Segment Start: EXCERPT PROVIDED
Welfare is Number One in New Budget

Pennsylvania taxpayers will once again spend more on welfare than any other department in the General Fund, including education, according to newly released budget spreadsheets (based on the tentative “deal”). The Department of Public Welfare’s budget will increase another $35 million, or 3 percent, to $10.59 billion next fiscal year.

Mind you, that represents just a fraction of state welfare spending—counting federal funds and other state funds pushes state welfare spending to more than $27 billion.

Despite the overall increase in welfare spending, special interests have been quick to decry social welfare cuts and reform proposals like the county human services block grant.

The reality is the status quo isn’t working. Welfare spending is growing faster than government revenues, poverty is rising and waste and abuse is common.
Segment End: EXCERPT PROVIDED
Pick up the piece on Pennsylvania's welfare budget after its last sentence and carry it forward.
Segment Start: INFORMATION
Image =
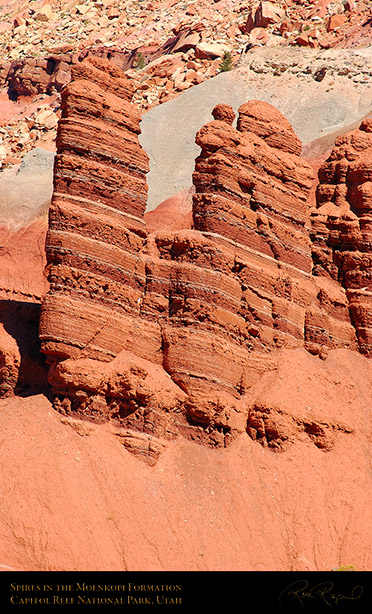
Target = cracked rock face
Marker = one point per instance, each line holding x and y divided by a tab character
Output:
165	333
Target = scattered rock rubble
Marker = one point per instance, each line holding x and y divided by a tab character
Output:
166	46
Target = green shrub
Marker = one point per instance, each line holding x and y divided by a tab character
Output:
226	62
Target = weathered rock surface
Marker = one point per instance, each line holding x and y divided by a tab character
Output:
74	498
342	225
166	333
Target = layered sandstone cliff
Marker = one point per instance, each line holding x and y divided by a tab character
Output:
166	333
342	225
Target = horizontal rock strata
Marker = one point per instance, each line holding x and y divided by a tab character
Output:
166	333
342	225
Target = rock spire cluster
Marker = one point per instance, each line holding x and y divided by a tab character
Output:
164	333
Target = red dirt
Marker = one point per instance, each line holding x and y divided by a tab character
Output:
74	499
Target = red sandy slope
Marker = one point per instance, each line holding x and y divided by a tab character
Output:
72	497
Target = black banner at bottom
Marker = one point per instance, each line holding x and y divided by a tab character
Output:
45	592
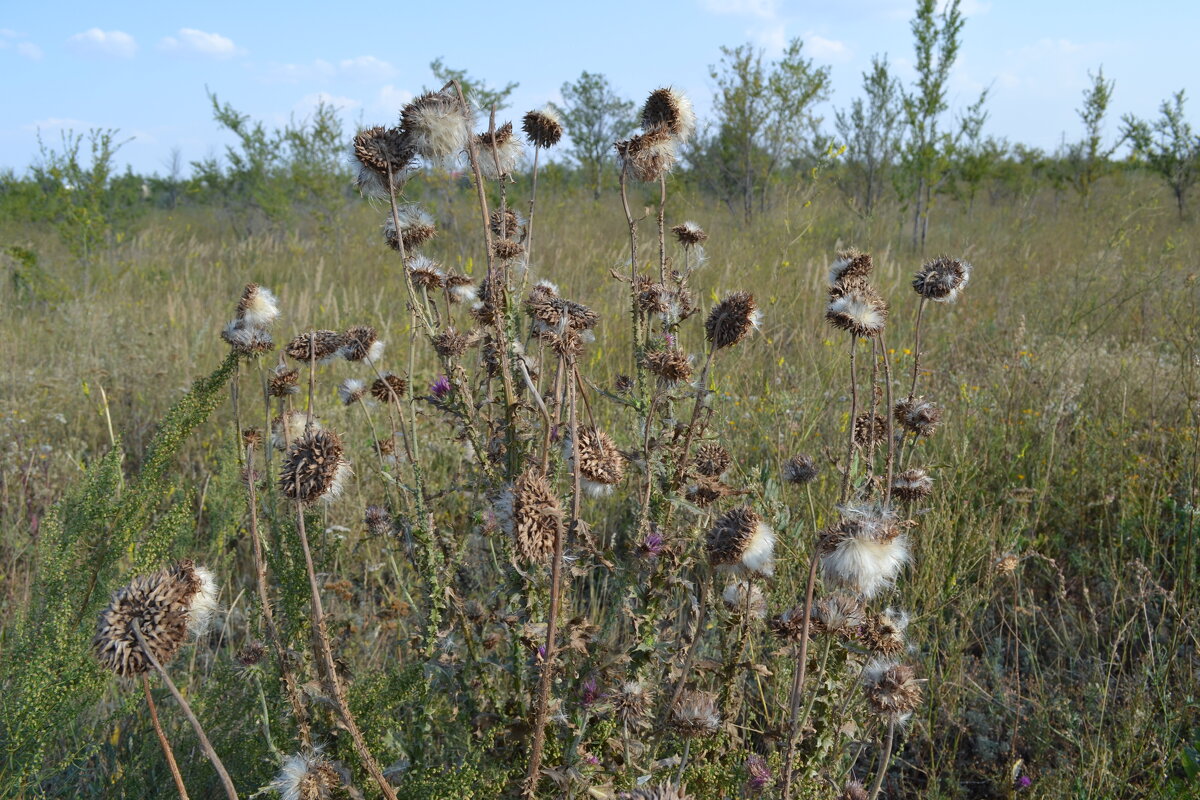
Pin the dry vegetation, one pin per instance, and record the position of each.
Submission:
(1050, 597)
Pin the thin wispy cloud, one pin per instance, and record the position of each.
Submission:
(190, 41)
(109, 43)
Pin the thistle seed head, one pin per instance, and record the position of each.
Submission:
(861, 311)
(741, 540)
(543, 128)
(892, 689)
(918, 415)
(389, 389)
(712, 459)
(437, 125)
(732, 319)
(801, 469)
(912, 485)
(531, 513)
(323, 346)
(160, 606)
(648, 156)
(942, 280)
(695, 715)
(671, 109)
(315, 468)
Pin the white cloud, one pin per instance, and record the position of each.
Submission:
(366, 67)
(761, 8)
(100, 42)
(197, 42)
(826, 49)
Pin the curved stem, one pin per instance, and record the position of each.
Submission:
(885, 758)
(163, 741)
(205, 745)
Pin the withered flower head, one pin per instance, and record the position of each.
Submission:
(885, 632)
(861, 311)
(671, 364)
(839, 614)
(870, 428)
(661, 792)
(323, 346)
(735, 599)
(689, 234)
(912, 485)
(361, 343)
(379, 150)
(801, 469)
(695, 715)
(712, 459)
(601, 464)
(160, 606)
(742, 540)
(918, 415)
(499, 154)
(247, 340)
(306, 776)
(732, 319)
(389, 388)
(351, 391)
(507, 224)
(450, 343)
(892, 689)
(671, 109)
(853, 791)
(378, 521)
(415, 228)
(437, 125)
(942, 278)
(648, 156)
(258, 306)
(865, 549)
(507, 248)
(285, 380)
(531, 513)
(424, 272)
(315, 468)
(543, 127)
(851, 268)
(631, 703)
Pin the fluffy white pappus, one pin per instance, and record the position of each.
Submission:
(204, 602)
(352, 390)
(261, 308)
(760, 554)
(291, 428)
(465, 293)
(735, 597)
(865, 316)
(337, 486)
(291, 780)
(508, 152)
(865, 565)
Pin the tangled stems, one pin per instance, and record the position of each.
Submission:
(205, 745)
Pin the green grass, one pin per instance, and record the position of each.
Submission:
(1071, 377)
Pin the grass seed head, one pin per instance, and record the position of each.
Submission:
(732, 319)
(543, 128)
(315, 468)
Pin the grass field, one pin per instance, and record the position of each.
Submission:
(1069, 373)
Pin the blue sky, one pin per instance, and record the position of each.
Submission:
(143, 67)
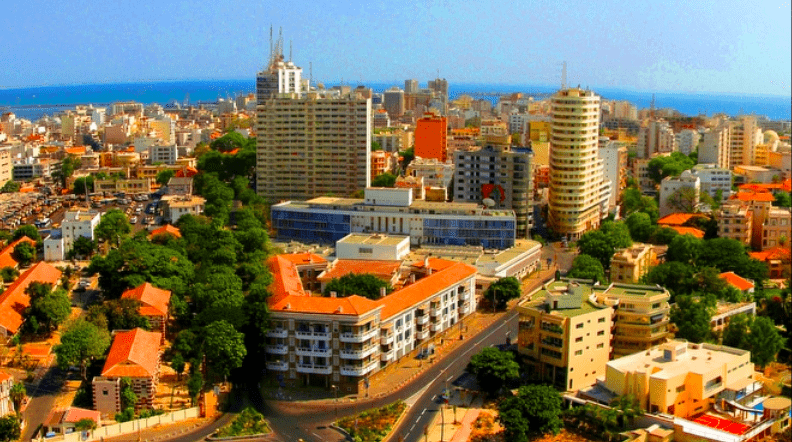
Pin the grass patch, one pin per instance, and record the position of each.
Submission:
(249, 422)
(373, 425)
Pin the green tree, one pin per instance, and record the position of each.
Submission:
(493, 368)
(361, 284)
(81, 342)
(535, 410)
(24, 253)
(692, 318)
(163, 176)
(586, 267)
(640, 226)
(8, 274)
(384, 180)
(224, 347)
(10, 186)
(113, 226)
(17, 395)
(10, 428)
(49, 307)
(764, 341)
(502, 291)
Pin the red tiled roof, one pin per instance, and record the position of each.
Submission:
(6, 260)
(417, 292)
(154, 301)
(286, 280)
(762, 196)
(381, 269)
(304, 258)
(134, 353)
(14, 300)
(166, 229)
(676, 219)
(698, 233)
(351, 305)
(737, 281)
(71, 415)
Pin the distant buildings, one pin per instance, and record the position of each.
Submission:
(579, 195)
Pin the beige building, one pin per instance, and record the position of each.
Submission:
(630, 264)
(578, 190)
(735, 222)
(679, 378)
(565, 334)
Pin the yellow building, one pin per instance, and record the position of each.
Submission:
(679, 378)
(630, 264)
(565, 335)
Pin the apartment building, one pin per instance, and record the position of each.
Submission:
(679, 194)
(501, 175)
(431, 137)
(339, 342)
(714, 147)
(735, 221)
(578, 190)
(631, 264)
(393, 211)
(614, 167)
(134, 354)
(680, 378)
(565, 335)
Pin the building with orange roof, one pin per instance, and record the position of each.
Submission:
(6, 382)
(6, 255)
(134, 354)
(14, 300)
(777, 259)
(370, 334)
(738, 282)
(154, 303)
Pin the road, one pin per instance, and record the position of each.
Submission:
(311, 423)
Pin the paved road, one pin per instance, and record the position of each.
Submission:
(311, 423)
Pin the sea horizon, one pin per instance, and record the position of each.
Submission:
(35, 102)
Segment End: INFORMATION
__TASK RESPONSE__:
Consider the case of Supportive Concepts for Families, Inc. This provider of services for the intellectually disabled spent $73,152 leasing luxury vehicles, including an Acura MDX for $689 a month and an Acura RL for two years at $835 a month. SCFF could have purchased four Chevy Impalas for the cost of leasing just one Acura RL.

The solution to our welfare woes isn’t more money—it’s flexibility. Counties need flexibility to personalize services, and states need flexibility from Washington to better manage Medicaid—the program responsible for 80 percent of welfare spending.

Empowering local and state governments to fund programs that are most effective will help the needy escape poverty, rather than just lining the pockets of providers that are getting rich off the poor.